● **Reading text**
Both the gift shop and restaurant are not overly priced and offer good quality products.
Travellers Oasis was by far my favourite hostel in Australia. It's just five minutes from Cairns's main drag but is a haven of peace. The rooms are colourful, the kitchens and bathrooms clean, and the owners and staff incredibly helpful and friendly. My A$42/night single room was wonderful after a day's snorkelling on the reef!
If you are in a wheelchair, book your trip to the reef on a flat decked catamaran! The ride out is quite smooth and easy for the disabled and if you can't snorkel, the staff may be able to help you into a semi-submersible to view all the wonderful life on the reef. They helped me do it!
Also, the train to the Kuranda rainforest is completely wheelchair friendly, as is the cable car, if you want to try that on the way back!
In Australia the star of the show is the Great Barrier Reef. The only living organism visible from space is in fact a collection of corals, living and growing in the shallow seas and forming hundreds of reefs which stretch 1,430 miles along the Queensland coast, home to thousands of fish and plants.

(Excerpts of pointing data)
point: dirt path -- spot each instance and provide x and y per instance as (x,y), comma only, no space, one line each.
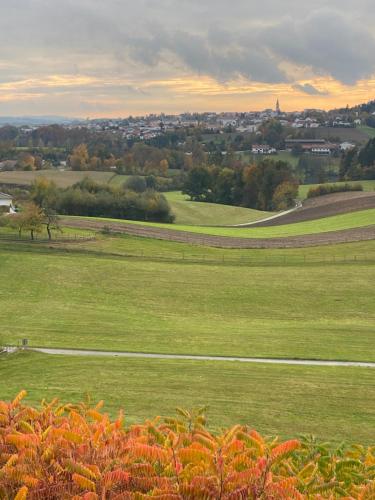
(328,238)
(275,361)
(322,206)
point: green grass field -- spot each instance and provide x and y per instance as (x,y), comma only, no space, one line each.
(367,186)
(136,294)
(332,403)
(94,299)
(361,218)
(209,214)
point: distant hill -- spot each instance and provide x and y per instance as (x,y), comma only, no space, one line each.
(368,107)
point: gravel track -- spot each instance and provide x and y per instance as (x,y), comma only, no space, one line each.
(323,206)
(305,362)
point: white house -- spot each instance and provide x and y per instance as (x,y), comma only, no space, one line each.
(6,201)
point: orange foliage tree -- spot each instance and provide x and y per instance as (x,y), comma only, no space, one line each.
(76,451)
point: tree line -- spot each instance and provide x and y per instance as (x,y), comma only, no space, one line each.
(359,163)
(268,185)
(93,199)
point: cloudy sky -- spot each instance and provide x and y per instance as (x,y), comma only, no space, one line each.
(120,57)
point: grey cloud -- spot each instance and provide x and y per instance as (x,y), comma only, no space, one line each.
(309,89)
(159,39)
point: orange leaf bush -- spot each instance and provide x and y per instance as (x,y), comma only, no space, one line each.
(78,452)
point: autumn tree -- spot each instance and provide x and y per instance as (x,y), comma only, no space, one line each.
(285,196)
(79,159)
(31,218)
(51,221)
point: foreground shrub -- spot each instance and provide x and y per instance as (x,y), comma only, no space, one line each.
(76,451)
(323,189)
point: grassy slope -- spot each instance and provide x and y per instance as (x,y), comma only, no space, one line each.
(332,403)
(335,223)
(193,213)
(280,309)
(61,178)
(367,186)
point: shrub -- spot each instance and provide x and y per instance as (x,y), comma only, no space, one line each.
(76,451)
(323,189)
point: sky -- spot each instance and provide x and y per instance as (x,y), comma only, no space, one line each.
(112,58)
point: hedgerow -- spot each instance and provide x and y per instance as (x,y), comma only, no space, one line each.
(76,451)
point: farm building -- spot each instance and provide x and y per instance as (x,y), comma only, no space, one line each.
(6,201)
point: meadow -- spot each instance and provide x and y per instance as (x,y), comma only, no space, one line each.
(331,403)
(88,295)
(124,293)
(367,186)
(339,222)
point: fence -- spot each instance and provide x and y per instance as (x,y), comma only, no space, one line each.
(59,239)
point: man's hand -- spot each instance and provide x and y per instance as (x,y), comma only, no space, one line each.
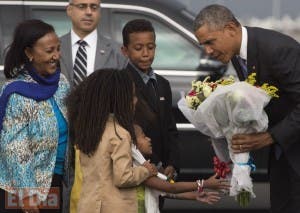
(248,142)
(169,171)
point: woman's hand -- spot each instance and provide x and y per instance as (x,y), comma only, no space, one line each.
(217,184)
(151,167)
(169,171)
(208,197)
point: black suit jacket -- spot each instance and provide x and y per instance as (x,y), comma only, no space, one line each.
(157,119)
(275,58)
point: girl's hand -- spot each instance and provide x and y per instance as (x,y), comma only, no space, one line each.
(151,168)
(217,184)
(208,197)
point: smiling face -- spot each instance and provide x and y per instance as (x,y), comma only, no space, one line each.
(85,15)
(45,54)
(143,142)
(221,44)
(141,49)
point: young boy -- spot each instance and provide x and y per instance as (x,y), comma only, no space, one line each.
(177,190)
(154,107)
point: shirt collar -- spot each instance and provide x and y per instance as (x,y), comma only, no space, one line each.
(144,76)
(243,50)
(89,39)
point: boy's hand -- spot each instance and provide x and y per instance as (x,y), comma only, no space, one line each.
(169,172)
(217,184)
(151,168)
(30,205)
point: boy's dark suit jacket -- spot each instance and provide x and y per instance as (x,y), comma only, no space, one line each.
(157,120)
(276,60)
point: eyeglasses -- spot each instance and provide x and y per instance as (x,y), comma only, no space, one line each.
(82,6)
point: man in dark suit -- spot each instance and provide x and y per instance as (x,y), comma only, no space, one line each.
(275,58)
(154,107)
(101,51)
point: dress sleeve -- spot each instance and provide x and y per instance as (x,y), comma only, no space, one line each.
(124,174)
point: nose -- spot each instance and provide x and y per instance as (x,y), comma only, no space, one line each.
(88,10)
(208,49)
(145,52)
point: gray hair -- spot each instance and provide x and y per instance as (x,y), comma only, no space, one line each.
(215,17)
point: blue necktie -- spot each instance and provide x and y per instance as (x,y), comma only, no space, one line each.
(242,62)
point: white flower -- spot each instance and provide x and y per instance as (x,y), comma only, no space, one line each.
(206,90)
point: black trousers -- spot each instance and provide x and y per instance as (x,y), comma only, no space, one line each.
(284,186)
(56,184)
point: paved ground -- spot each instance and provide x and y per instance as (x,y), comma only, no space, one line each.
(227,204)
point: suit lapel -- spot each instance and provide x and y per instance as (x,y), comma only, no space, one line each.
(139,83)
(66,56)
(252,56)
(102,52)
(238,68)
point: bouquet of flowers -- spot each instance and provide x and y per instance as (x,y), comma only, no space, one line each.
(223,108)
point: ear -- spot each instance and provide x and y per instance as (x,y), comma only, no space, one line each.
(231,28)
(124,50)
(28,53)
(69,10)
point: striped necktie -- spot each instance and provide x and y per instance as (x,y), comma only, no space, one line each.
(80,64)
(243,65)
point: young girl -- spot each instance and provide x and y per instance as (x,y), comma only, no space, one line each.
(101,112)
(178,190)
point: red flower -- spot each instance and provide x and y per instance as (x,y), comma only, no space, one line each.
(192,93)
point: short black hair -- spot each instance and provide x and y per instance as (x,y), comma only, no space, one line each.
(215,17)
(26,34)
(135,26)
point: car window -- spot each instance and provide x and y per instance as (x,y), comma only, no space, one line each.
(61,22)
(7,27)
(56,17)
(173,52)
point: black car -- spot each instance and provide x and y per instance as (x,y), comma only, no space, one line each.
(179,58)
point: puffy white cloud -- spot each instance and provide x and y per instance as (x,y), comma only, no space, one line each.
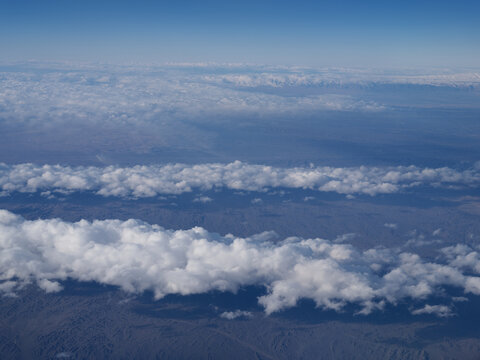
(438,310)
(137,256)
(147,181)
(231,315)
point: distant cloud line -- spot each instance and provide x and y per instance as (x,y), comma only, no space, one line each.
(137,256)
(148,181)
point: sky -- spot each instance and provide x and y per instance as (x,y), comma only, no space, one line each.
(306,33)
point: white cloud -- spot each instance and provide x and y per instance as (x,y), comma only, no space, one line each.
(137,256)
(203,199)
(438,310)
(147,181)
(231,315)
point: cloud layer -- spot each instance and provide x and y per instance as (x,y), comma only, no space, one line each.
(147,181)
(120,95)
(137,256)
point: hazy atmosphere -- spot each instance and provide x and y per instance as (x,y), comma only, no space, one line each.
(265,180)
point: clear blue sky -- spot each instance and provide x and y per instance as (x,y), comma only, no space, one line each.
(314,33)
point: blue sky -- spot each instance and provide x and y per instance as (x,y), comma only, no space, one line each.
(312,33)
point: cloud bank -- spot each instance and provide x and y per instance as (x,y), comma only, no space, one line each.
(137,256)
(147,181)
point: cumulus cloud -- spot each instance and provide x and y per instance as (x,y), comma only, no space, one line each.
(137,256)
(438,310)
(145,95)
(232,315)
(147,181)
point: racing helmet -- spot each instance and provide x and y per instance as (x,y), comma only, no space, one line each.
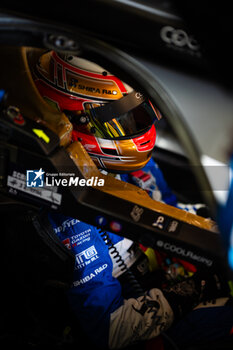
(114,123)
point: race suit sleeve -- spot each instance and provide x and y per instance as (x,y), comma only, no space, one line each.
(96,295)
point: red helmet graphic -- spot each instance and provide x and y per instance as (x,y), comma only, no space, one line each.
(113,122)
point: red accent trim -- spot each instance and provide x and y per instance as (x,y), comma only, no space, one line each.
(89,74)
(146,141)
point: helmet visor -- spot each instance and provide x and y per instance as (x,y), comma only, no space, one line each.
(117,123)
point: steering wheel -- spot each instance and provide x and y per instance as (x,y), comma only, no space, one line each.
(195,237)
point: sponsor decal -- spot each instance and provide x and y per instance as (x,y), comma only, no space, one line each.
(173,248)
(89,277)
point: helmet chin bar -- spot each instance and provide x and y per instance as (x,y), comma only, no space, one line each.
(137,216)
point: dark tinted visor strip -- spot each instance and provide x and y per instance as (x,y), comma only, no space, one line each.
(117,108)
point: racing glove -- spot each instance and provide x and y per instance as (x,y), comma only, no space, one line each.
(203,286)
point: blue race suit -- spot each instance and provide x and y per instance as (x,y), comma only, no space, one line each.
(96,296)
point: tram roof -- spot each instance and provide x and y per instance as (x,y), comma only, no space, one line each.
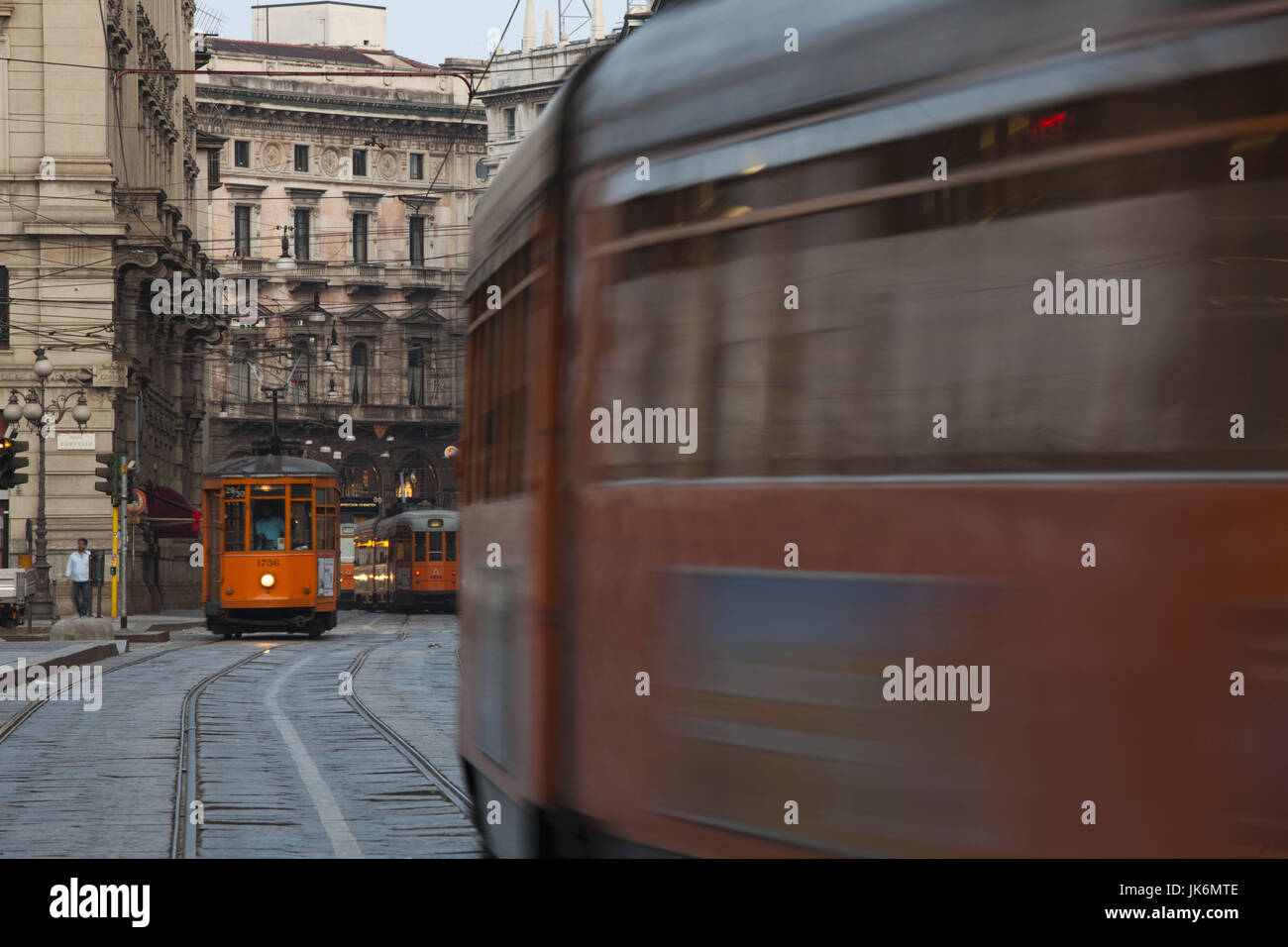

● **Problem set**
a - Decide whether each statement agrees with the travel notes, answering yes or no and quoting the deciding words: (i) A single room at Travellers Oasis cost A$42 per night. (ii) The reefs stretch 1,430 kilometers along the Queensland coast. (iii) The cable car for the Kuranda rainforest is wheelchair friendly.
b - Output the lines of the entries as a JSON list of strings, one string per line and no blank lines, starting at the line that contains "point: racing helmet" and continuing through the end of the entries. Leave the pictures out.

● **Outputs for the tasks**
a -
(i) Yes: "My A$42/night single room was wonderful"
(ii) No: "stretch 1,430 miles along the Queensland coast"
(iii) Yes: "the train to the Kuranda rainforest is completely wheelchair friendly, as is the cable car"

b -
[
  "point: racing helmet -- spot each instance and provide x and y per instance as (x,y), comma only, no space, one line each.",
  "(114,123)",
  "point: race suit sleeve -- spot each instance and provide x and y per instance as (x,y), comma only, no space, one line each.",
  "(96,295)",
  "point: red helmet graphic -- spot each instance and provide x and y per instance as (x,y), comma only, no space, one line each.",
  "(113,122)",
  "point: red accent trim -- spot each instance and provide x and y per instance as (x,y), comma only, no space, one line each.",
  "(89,74)",
  "(146,141)",
  "point: helmet visor -- spot each instance and provide x and y per instance as (x,y), comma only, no space, one line each.",
  "(117,123)",
  "point: steering wheel -- spot each instance and provide x and y per instance as (x,y), comma only, no space, one line each.",
  "(195,237)",
  "point: sponsor decal -- spot each instance and provide x and y per instance as (x,y), comma only, no space, one line each.",
  "(173,248)",
  "(89,277)",
  "point: helmet chin bar -- spot each instance and provide x and y per instance as (x,y), comma only, no space, one line each.",
  "(137,216)",
  "point: dark tinted visor strip -- spot each instance and provide x and y per instance as (x,y), comma only, no space, one line each.",
  "(117,108)",
  "point: racing glove -- spot each instance and provide x and y per instance as (x,y), comma only, no space, one line each.",
  "(203,286)",
  "point: blue race suit -- spot each instance and provide x and y per instance as (x,y), comma only, no space, one line each.",
  "(96,296)",
  "point: tram roof -- spot each instance and provide x and y per instance as (x,y), comma only, no space, one line each."
]